» Goal
Please pick up the article on Gilles Deleuze's painting lectures after its final sentence and continue it.

» Article
-----

Gilles Deleuze’s Unpublished Theory of Painting

France celebrates as the philosopher’s fabled lectures are finally committed to print.

Claire Parnet, L’Abécédaire de Gilles Deleuze, still, 1996.

Welcome to Deleuze’s factory! Gilles Deleuze’s seminar lectures from the 1970s and 80s have at last begun to see the light of day, courtesy of publisher Les Éditions de Minuit. The first volume, Sur la peinture (On Painting) covering March to June 1981, opens a window to Deleuze’s working process: he asks about the origins of painting, using concepts, examples, and artists’ own experiences to create an largely unexplored theory of painting.

Deleuze starts off humbly. “I’d like to speak about painting. I am not sure that philosophy has anything to bring to painting.” The reservation is not irrelevant. To whom a conceptualisation of painting is directed remains an open question.To painters? Deleuze would say that they are the last to need a theory of painting. To critics and academics? Hardly. What we are dealing with is not an aesthetic of the spectator. Sur la peinture is a philosophical, that is to say conceptual, response to painting. Here Deleuze extends and develops his arguments from Francis Bacon, Logique de la sensation (Francis Bacon: The Logic of Sensation, 1981/2003), completed a few months earlier, to painting as a whole, with the help of Michelangelo, Cézanne, Klee, and Mondrian to name but a few.

Starting in 1970 at the experimental university in the Bois de Vincennes, which was opened after May 1968 in a concession to the rebellious students, Deleuze gave his Tuesday morning seminars in a small, crowded, and smoky hall. When the radical Vincennes was demolished in 1980 by order of Mayor Jacques Chirac, Deleuze continued in the new premises of Université Paris 8 in Saint-Denis until his retirement in 1987. Unlike Jacques Lacan, Michel Foucault, and Jacques Derrida, his lectures have so far remained unpublished since he opposed any form of posthumous publication and left no manuscripts. He taught from memory. As he explains in Claire Parnet’s interview film L’Abécédaire de Gilles Deleuze (Gilles Deleuze from A to Z 1996), you have to, as a teacher, prepare yourself enormously and rehearse your material like an actor until you know it by heart.

-----

» Extracted material
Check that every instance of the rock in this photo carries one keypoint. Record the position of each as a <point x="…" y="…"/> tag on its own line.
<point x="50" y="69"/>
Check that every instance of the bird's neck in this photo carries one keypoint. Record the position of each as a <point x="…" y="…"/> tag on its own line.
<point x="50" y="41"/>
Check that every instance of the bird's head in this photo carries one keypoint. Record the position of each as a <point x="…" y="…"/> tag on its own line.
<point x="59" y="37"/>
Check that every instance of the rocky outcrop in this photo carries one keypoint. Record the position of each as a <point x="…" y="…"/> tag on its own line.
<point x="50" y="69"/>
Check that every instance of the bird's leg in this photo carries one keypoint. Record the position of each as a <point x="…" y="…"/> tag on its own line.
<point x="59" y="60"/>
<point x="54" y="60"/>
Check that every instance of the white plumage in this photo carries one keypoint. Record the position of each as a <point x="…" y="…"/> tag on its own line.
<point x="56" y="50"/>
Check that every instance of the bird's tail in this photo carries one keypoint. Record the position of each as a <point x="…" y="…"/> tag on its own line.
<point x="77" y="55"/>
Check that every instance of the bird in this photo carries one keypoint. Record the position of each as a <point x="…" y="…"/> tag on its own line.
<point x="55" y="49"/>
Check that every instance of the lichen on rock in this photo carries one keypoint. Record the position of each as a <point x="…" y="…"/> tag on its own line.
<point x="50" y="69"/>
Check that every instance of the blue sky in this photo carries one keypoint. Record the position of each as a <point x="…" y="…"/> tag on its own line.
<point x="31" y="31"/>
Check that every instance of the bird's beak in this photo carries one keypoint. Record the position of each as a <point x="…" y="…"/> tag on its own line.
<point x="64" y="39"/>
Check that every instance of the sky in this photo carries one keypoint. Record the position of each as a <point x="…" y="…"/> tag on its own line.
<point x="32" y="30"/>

-----

» Output below
Luckily for us, a steady stream of students – referred to by Deleuze as “cassette keepers” – squeezed into the small hall and set up their microphones. So far, four hundred hours worth of Deleuze’s voice from 1980 to 1987 is available online and at the National Library of France. Much of it has been transcribed, translated into English and is available in unedited form on the internet (herehere, and here). Deleuze’s voice is alive. People here in Paris have told me countless times that they spent their teenage years watching Parnet’s iconic interviews, or that they listen to Deleuze’s seminars while jogging, walking the dog, or cooking.

The copyright holders and the editor of the seminar series, philosopher David Lapoujade, justify the new publication on the grounds that pirate editions are becoming a problem. However that may be, Lapoujade’s editorial work is rigorous and sensitive. While there is admittedly a pleasure in listening to Deleuze’s voice, it is helpful to have the material restructured, be spared the verbal oddities, and get a plentiful critical apparatus.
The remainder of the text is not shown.